━━━ RECORDS SUPPLIED ━━━
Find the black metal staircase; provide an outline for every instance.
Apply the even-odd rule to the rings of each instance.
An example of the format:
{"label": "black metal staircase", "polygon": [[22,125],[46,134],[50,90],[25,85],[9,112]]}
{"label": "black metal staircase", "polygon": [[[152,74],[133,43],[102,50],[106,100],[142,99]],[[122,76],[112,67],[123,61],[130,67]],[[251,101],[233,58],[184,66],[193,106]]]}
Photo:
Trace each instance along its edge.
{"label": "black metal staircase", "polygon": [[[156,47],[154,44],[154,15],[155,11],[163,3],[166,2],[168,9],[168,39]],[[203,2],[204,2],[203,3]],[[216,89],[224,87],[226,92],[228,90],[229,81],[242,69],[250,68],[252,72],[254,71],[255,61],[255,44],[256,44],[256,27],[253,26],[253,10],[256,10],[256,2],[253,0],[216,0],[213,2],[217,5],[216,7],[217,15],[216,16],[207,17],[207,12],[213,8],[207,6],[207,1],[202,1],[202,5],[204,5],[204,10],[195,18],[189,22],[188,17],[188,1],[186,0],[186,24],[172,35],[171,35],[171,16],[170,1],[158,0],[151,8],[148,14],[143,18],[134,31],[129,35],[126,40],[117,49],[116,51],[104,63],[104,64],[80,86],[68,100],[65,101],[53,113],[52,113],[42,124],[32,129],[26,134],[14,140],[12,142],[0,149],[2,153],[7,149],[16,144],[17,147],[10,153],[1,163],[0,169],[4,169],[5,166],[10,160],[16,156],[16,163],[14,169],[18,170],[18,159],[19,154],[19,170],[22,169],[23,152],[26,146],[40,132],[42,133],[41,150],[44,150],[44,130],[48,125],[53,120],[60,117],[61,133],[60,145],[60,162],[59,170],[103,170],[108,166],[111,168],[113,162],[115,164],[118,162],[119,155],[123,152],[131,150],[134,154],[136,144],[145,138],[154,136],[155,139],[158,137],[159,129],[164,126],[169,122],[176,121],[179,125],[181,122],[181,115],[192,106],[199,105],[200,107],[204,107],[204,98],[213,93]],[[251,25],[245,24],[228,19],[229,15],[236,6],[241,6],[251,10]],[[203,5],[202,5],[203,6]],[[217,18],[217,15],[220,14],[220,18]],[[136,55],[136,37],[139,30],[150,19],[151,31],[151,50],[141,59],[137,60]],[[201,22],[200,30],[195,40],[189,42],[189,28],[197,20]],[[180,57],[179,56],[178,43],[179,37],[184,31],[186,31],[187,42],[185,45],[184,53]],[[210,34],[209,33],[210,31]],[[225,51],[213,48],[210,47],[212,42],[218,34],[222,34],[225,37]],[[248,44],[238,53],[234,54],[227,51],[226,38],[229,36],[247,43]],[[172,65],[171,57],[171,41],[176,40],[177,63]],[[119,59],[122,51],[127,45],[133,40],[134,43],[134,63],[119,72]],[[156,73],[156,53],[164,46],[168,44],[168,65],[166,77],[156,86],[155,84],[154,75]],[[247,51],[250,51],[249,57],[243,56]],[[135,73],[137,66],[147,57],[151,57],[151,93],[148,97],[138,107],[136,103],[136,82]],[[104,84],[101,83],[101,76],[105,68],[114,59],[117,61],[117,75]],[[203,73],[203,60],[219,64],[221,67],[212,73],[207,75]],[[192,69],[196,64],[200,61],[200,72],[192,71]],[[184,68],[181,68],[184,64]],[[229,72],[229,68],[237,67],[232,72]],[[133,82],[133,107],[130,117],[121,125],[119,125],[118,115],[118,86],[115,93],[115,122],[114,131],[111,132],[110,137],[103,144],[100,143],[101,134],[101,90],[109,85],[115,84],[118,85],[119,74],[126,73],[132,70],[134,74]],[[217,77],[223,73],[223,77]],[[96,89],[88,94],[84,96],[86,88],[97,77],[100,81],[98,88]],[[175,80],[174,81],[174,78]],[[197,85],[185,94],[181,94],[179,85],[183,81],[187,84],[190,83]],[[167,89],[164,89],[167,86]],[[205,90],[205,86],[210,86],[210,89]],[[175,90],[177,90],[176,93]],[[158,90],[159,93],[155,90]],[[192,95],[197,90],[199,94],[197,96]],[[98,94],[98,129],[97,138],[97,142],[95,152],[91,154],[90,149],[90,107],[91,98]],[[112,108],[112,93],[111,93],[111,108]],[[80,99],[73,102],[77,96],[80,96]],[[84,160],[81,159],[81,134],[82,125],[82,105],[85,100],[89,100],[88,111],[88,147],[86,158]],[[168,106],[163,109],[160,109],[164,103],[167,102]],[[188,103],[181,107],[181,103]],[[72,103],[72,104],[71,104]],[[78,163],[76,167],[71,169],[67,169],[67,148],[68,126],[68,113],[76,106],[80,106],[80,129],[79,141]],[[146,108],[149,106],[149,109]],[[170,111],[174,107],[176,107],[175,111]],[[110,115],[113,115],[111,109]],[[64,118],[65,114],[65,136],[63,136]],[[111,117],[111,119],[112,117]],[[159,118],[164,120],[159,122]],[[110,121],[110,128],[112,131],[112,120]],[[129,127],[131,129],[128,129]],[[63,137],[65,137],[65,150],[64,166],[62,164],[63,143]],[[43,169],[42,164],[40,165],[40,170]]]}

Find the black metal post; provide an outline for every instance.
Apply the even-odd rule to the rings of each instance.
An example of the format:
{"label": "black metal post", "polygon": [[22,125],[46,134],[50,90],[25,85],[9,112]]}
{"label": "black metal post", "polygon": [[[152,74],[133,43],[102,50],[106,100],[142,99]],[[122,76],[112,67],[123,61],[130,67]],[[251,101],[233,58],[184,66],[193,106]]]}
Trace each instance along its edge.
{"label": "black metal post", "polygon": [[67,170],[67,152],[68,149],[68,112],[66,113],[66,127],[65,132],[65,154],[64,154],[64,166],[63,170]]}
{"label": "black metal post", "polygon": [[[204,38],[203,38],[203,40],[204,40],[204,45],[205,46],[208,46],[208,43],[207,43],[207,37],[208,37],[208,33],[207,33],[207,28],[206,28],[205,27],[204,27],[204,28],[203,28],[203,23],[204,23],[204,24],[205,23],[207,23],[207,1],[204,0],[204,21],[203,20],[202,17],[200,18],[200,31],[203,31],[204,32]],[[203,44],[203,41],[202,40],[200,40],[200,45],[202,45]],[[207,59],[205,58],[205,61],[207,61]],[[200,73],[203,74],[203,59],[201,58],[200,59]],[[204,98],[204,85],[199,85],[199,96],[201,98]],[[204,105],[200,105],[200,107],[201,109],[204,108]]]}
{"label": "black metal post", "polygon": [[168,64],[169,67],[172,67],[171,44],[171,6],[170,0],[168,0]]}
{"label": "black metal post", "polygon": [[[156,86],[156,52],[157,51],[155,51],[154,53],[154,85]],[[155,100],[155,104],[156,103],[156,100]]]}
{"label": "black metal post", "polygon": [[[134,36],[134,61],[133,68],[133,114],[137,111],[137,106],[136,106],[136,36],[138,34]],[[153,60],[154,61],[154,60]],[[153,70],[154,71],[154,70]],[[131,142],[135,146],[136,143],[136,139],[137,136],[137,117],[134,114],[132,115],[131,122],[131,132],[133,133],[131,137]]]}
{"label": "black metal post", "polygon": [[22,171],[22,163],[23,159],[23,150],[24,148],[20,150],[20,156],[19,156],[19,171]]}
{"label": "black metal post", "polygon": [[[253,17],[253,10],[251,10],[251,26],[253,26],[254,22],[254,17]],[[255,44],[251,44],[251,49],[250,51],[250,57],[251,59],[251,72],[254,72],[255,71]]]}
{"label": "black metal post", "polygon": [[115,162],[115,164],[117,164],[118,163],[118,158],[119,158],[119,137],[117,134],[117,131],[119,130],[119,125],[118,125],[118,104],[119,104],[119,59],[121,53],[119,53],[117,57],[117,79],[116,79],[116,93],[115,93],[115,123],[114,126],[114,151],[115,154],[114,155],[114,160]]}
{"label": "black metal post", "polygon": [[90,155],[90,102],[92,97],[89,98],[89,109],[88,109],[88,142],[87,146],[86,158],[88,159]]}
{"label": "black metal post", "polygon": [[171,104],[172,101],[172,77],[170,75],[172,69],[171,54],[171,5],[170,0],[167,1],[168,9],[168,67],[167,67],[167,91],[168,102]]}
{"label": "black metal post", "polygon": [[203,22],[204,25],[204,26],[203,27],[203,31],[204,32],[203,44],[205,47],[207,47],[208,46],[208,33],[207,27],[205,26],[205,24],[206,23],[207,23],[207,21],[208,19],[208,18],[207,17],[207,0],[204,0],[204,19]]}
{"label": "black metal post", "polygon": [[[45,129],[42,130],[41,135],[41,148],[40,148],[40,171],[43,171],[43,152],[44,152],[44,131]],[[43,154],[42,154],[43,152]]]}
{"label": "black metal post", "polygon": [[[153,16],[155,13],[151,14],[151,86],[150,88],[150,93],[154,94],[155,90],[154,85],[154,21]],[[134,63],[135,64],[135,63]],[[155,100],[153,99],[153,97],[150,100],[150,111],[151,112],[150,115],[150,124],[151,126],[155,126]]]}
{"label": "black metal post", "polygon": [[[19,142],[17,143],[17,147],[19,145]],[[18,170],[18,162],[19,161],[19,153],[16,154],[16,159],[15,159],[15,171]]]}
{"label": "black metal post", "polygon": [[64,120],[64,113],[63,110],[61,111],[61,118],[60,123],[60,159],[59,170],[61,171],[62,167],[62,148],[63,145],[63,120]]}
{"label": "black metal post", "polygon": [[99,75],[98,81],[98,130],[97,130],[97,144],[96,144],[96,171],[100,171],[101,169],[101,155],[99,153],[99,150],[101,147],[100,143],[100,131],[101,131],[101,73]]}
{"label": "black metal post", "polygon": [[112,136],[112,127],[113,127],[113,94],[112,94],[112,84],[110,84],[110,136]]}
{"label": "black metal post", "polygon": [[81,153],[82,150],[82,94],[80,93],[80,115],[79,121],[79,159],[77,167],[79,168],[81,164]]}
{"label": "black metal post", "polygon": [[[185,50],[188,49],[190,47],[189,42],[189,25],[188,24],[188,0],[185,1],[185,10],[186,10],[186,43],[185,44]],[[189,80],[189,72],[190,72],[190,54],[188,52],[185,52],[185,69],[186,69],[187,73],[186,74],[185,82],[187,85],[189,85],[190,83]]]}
━━━
* _WRITTEN REQUEST_
Count the lines in the listing above that contain the string "Find", treating uppercase and lowercase letters as different. Give only the number.

* _TASK RESULT_
2